▶ **PROVIDED DATA**:
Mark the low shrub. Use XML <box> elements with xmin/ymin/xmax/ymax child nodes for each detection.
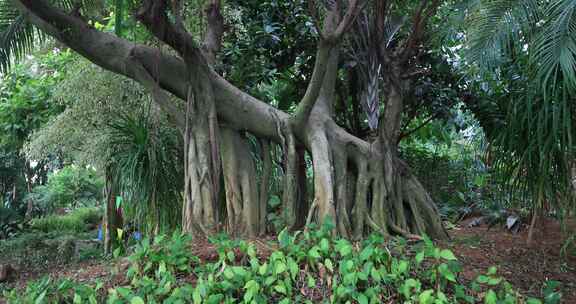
<box><xmin>0</xmin><ymin>231</ymin><xmax>102</xmax><ymax>272</ymax></box>
<box><xmin>4</xmin><ymin>277</ymin><xmax>103</xmax><ymax>304</ymax></box>
<box><xmin>31</xmin><ymin>207</ymin><xmax>102</xmax><ymax>232</ymax></box>
<box><xmin>4</xmin><ymin>230</ymin><xmax>560</xmax><ymax>304</ymax></box>
<box><xmin>25</xmin><ymin>166</ymin><xmax>104</xmax><ymax>215</ymax></box>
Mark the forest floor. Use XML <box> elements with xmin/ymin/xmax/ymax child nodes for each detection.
<box><xmin>443</xmin><ymin>219</ymin><xmax>576</xmax><ymax>303</ymax></box>
<box><xmin>0</xmin><ymin>220</ymin><xmax>576</xmax><ymax>303</ymax></box>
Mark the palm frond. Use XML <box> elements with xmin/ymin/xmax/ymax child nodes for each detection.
<box><xmin>465</xmin><ymin>0</ymin><xmax>540</xmax><ymax>68</ymax></box>
<box><xmin>531</xmin><ymin>0</ymin><xmax>576</xmax><ymax>92</ymax></box>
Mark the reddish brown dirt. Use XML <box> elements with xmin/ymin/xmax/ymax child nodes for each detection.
<box><xmin>444</xmin><ymin>219</ymin><xmax>576</xmax><ymax>303</ymax></box>
<box><xmin>0</xmin><ymin>220</ymin><xmax>576</xmax><ymax>303</ymax></box>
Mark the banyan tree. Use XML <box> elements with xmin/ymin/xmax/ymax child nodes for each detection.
<box><xmin>13</xmin><ymin>0</ymin><xmax>447</xmax><ymax>238</ymax></box>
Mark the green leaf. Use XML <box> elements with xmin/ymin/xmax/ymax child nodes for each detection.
<box><xmin>484</xmin><ymin>289</ymin><xmax>498</xmax><ymax>304</ymax></box>
<box><xmin>274</xmin><ymin>262</ymin><xmax>286</xmax><ymax>274</ymax></box>
<box><xmin>356</xmin><ymin>293</ymin><xmax>368</xmax><ymax>304</ymax></box>
<box><xmin>274</xmin><ymin>284</ymin><xmax>286</xmax><ymax>295</ymax></box>
<box><xmin>418</xmin><ymin>289</ymin><xmax>434</xmax><ymax>304</ymax></box>
<box><xmin>415</xmin><ymin>251</ymin><xmax>424</xmax><ymax>265</ymax></box>
<box><xmin>486</xmin><ymin>266</ymin><xmax>498</xmax><ymax>275</ymax></box>
<box><xmin>34</xmin><ymin>290</ymin><xmax>46</xmax><ymax>304</ymax></box>
<box><xmin>360</xmin><ymin>246</ymin><xmax>374</xmax><ymax>261</ymax></box>
<box><xmin>130</xmin><ymin>297</ymin><xmax>145</xmax><ymax>304</ymax></box>
<box><xmin>320</xmin><ymin>238</ymin><xmax>330</xmax><ymax>253</ymax></box>
<box><xmin>324</xmin><ymin>259</ymin><xmax>334</xmax><ymax>272</ymax></box>
<box><xmin>440</xmin><ymin>249</ymin><xmax>457</xmax><ymax>261</ymax></box>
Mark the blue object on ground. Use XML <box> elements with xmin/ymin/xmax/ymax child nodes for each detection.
<box><xmin>98</xmin><ymin>225</ymin><xmax>104</xmax><ymax>241</ymax></box>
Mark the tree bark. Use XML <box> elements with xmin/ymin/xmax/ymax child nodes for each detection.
<box><xmin>12</xmin><ymin>0</ymin><xmax>446</xmax><ymax>238</ymax></box>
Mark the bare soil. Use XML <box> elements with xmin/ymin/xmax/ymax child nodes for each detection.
<box><xmin>0</xmin><ymin>219</ymin><xmax>576</xmax><ymax>303</ymax></box>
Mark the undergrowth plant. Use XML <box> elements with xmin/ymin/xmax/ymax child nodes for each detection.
<box><xmin>31</xmin><ymin>207</ymin><xmax>102</xmax><ymax>232</ymax></box>
<box><xmin>5</xmin><ymin>224</ymin><xmax>559</xmax><ymax>304</ymax></box>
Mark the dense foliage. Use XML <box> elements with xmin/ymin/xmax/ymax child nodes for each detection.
<box><xmin>5</xmin><ymin>230</ymin><xmax>558</xmax><ymax>304</ymax></box>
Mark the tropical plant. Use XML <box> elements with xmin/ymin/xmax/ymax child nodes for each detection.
<box><xmin>25</xmin><ymin>166</ymin><xmax>104</xmax><ymax>215</ymax></box>
<box><xmin>462</xmin><ymin>0</ymin><xmax>576</xmax><ymax>240</ymax></box>
<box><xmin>105</xmin><ymin>105</ymin><xmax>183</xmax><ymax>233</ymax></box>
<box><xmin>5</xmin><ymin>229</ymin><xmax>561</xmax><ymax>304</ymax></box>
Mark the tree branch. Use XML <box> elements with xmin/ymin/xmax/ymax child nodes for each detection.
<box><xmin>292</xmin><ymin>0</ymin><xmax>361</xmax><ymax>126</ymax></box>
<box><xmin>396</xmin><ymin>112</ymin><xmax>440</xmax><ymax>143</ymax></box>
<box><xmin>400</xmin><ymin>0</ymin><xmax>440</xmax><ymax>64</ymax></box>
<box><xmin>202</xmin><ymin>0</ymin><xmax>224</xmax><ymax>64</ymax></box>
<box><xmin>136</xmin><ymin>0</ymin><xmax>206</xmax><ymax>65</ymax></box>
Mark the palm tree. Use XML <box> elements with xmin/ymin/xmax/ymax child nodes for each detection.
<box><xmin>461</xmin><ymin>0</ymin><xmax>576</xmax><ymax>243</ymax></box>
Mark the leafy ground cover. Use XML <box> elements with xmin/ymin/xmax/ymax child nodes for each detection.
<box><xmin>5</xmin><ymin>225</ymin><xmax>576</xmax><ymax>303</ymax></box>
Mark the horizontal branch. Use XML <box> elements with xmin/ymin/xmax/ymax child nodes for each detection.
<box><xmin>15</xmin><ymin>0</ymin><xmax>370</xmax><ymax>159</ymax></box>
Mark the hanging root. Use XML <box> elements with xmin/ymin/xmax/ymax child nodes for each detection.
<box><xmin>305</xmin><ymin>199</ymin><xmax>318</xmax><ymax>230</ymax></box>
<box><xmin>388</xmin><ymin>221</ymin><xmax>422</xmax><ymax>241</ymax></box>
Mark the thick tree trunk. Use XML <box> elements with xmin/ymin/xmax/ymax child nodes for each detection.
<box><xmin>182</xmin><ymin>76</ymin><xmax>220</xmax><ymax>234</ymax></box>
<box><xmin>102</xmin><ymin>173</ymin><xmax>123</xmax><ymax>254</ymax></box>
<box><xmin>17</xmin><ymin>0</ymin><xmax>446</xmax><ymax>238</ymax></box>
<box><xmin>220</xmin><ymin>128</ymin><xmax>266</xmax><ymax>237</ymax></box>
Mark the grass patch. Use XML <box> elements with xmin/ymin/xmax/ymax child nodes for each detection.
<box><xmin>32</xmin><ymin>207</ymin><xmax>102</xmax><ymax>233</ymax></box>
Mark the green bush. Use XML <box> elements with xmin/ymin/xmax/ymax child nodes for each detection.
<box><xmin>31</xmin><ymin>207</ymin><xmax>102</xmax><ymax>233</ymax></box>
<box><xmin>26</xmin><ymin>166</ymin><xmax>104</xmax><ymax>214</ymax></box>
<box><xmin>0</xmin><ymin>231</ymin><xmax>95</xmax><ymax>272</ymax></box>
<box><xmin>4</xmin><ymin>277</ymin><xmax>103</xmax><ymax>304</ymax></box>
<box><xmin>5</xmin><ymin>226</ymin><xmax>560</xmax><ymax>304</ymax></box>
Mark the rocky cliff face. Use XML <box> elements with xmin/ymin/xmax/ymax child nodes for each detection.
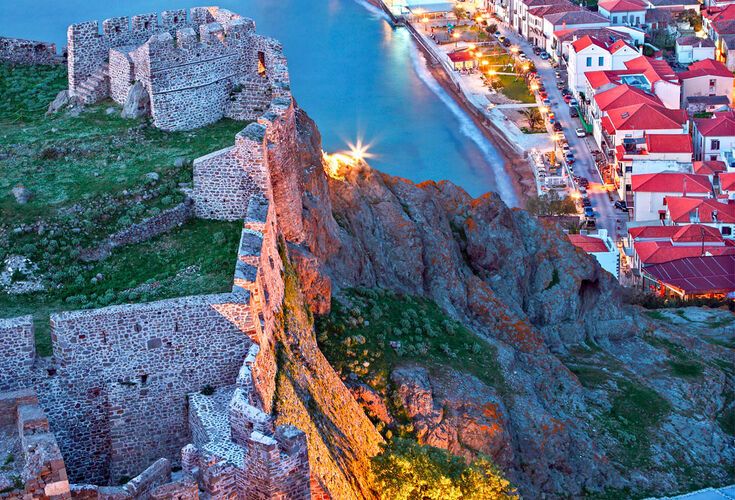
<box><xmin>272</xmin><ymin>105</ymin><xmax>735</xmax><ymax>498</ymax></box>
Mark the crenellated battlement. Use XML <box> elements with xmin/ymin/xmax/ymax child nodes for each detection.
<box><xmin>0</xmin><ymin>7</ymin><xmax>310</xmax><ymax>499</ymax></box>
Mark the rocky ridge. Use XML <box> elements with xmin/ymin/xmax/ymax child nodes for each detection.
<box><xmin>271</xmin><ymin>104</ymin><xmax>735</xmax><ymax>498</ymax></box>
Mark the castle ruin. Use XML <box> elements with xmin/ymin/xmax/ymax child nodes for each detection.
<box><xmin>0</xmin><ymin>7</ymin><xmax>325</xmax><ymax>500</ymax></box>
<box><xmin>67</xmin><ymin>7</ymin><xmax>290</xmax><ymax>131</ymax></box>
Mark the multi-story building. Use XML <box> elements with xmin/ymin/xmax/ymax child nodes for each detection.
<box><xmin>597</xmin><ymin>0</ymin><xmax>648</xmax><ymax>26</ymax></box>
<box><xmin>631</xmin><ymin>172</ymin><xmax>713</xmax><ymax>222</ymax></box>
<box><xmin>679</xmin><ymin>59</ymin><xmax>735</xmax><ymax>105</ymax></box>
<box><xmin>581</xmin><ymin>56</ymin><xmax>681</xmax><ymax>109</ymax></box>
<box><xmin>567</xmin><ymin>35</ymin><xmax>640</xmax><ymax>95</ymax></box>
<box><xmin>613</xmin><ymin>134</ymin><xmax>696</xmax><ymax>206</ymax></box>
<box><xmin>692</xmin><ymin>111</ymin><xmax>735</xmax><ymax>159</ymax></box>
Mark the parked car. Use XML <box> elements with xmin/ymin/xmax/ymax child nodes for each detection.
<box><xmin>615</xmin><ymin>200</ymin><xmax>628</xmax><ymax>212</ymax></box>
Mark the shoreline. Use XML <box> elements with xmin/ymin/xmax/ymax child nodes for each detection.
<box><xmin>367</xmin><ymin>0</ymin><xmax>538</xmax><ymax>203</ymax></box>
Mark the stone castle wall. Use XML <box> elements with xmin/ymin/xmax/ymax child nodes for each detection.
<box><xmin>68</xmin><ymin>7</ymin><xmax>288</xmax><ymax>130</ymax></box>
<box><xmin>0</xmin><ymin>316</ymin><xmax>36</xmax><ymax>392</ymax></box>
<box><xmin>0</xmin><ymin>8</ymin><xmax>311</xmax><ymax>499</ymax></box>
<box><xmin>0</xmin><ymin>36</ymin><xmax>63</xmax><ymax>65</ymax></box>
<box><xmin>0</xmin><ymin>389</ymin><xmax>71</xmax><ymax>500</ymax></box>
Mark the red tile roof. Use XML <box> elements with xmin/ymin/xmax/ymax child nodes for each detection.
<box><xmin>567</xmin><ymin>234</ymin><xmax>610</xmax><ymax>253</ymax></box>
<box><xmin>584</xmin><ymin>70</ymin><xmax>620</xmax><ymax>89</ymax></box>
<box><xmin>587</xmin><ymin>84</ymin><xmax>663</xmax><ymax>111</ymax></box>
<box><xmin>694</xmin><ymin>111</ymin><xmax>735</xmax><ymax>137</ymax></box>
<box><xmin>630</xmin><ymin>172</ymin><xmax>712</xmax><ymax>193</ymax></box>
<box><xmin>554</xmin><ymin>28</ymin><xmax>633</xmax><ymax>42</ymax></box>
<box><xmin>597</xmin><ymin>0</ymin><xmax>648</xmax><ymax>12</ymax></box>
<box><xmin>718</xmin><ymin>172</ymin><xmax>735</xmax><ymax>191</ymax></box>
<box><xmin>628</xmin><ymin>224</ymin><xmax>724</xmax><ymax>243</ymax></box>
<box><xmin>679</xmin><ymin>59</ymin><xmax>735</xmax><ymax>80</ymax></box>
<box><xmin>624</xmin><ymin>56</ymin><xmax>679</xmax><ymax>85</ymax></box>
<box><xmin>702</xmin><ymin>5</ymin><xmax>735</xmax><ymax>22</ymax></box>
<box><xmin>646</xmin><ymin>134</ymin><xmax>694</xmax><ymax>153</ymax></box>
<box><xmin>692</xmin><ymin>160</ymin><xmax>727</xmax><ymax>175</ymax></box>
<box><xmin>645</xmin><ymin>255</ymin><xmax>735</xmax><ymax>295</ymax></box>
<box><xmin>664</xmin><ymin>196</ymin><xmax>735</xmax><ymax>224</ymax></box>
<box><xmin>607</xmin><ymin>104</ymin><xmax>688</xmax><ymax>130</ymax></box>
<box><xmin>602</xmin><ymin>116</ymin><xmax>615</xmax><ymax>135</ymax></box>
<box><xmin>633</xmin><ymin>241</ymin><xmax>735</xmax><ymax>266</ymax></box>
<box><xmin>608</xmin><ymin>40</ymin><xmax>635</xmax><ymax>54</ymax></box>
<box><xmin>676</xmin><ymin>36</ymin><xmax>715</xmax><ymax>48</ymax></box>
<box><xmin>544</xmin><ymin>10</ymin><xmax>610</xmax><ymax>27</ymax></box>
<box><xmin>572</xmin><ymin>35</ymin><xmax>607</xmax><ymax>52</ymax></box>
<box><xmin>671</xmin><ymin>224</ymin><xmax>724</xmax><ymax>243</ymax></box>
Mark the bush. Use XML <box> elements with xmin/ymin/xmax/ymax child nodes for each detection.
<box><xmin>372</xmin><ymin>438</ymin><xmax>518</xmax><ymax>500</ymax></box>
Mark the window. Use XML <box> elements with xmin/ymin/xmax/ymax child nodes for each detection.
<box><xmin>258</xmin><ymin>51</ymin><xmax>265</xmax><ymax>76</ymax></box>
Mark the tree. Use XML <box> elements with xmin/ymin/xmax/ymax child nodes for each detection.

▶ **TASK TO CARRY OUT**: Reproduce, word for word, only the lines from the one that contains "Mark the bush." through the final line.

▶ **OUTPUT FOR THIS EXERCISE**:
Mark the bush. Use XML <box> elements with xmin/ymin/xmax/ymax child nodes for each detection.
<box><xmin>372</xmin><ymin>438</ymin><xmax>518</xmax><ymax>500</ymax></box>
Mark the window. Use XML <box> elements with xmin/ymin/xmax/ymax child nodes for each detection.
<box><xmin>258</xmin><ymin>51</ymin><xmax>265</xmax><ymax>76</ymax></box>
Mark the tree. Use XML <box> elements with xmin/ymin/xmax/ymax child nodes for each detection.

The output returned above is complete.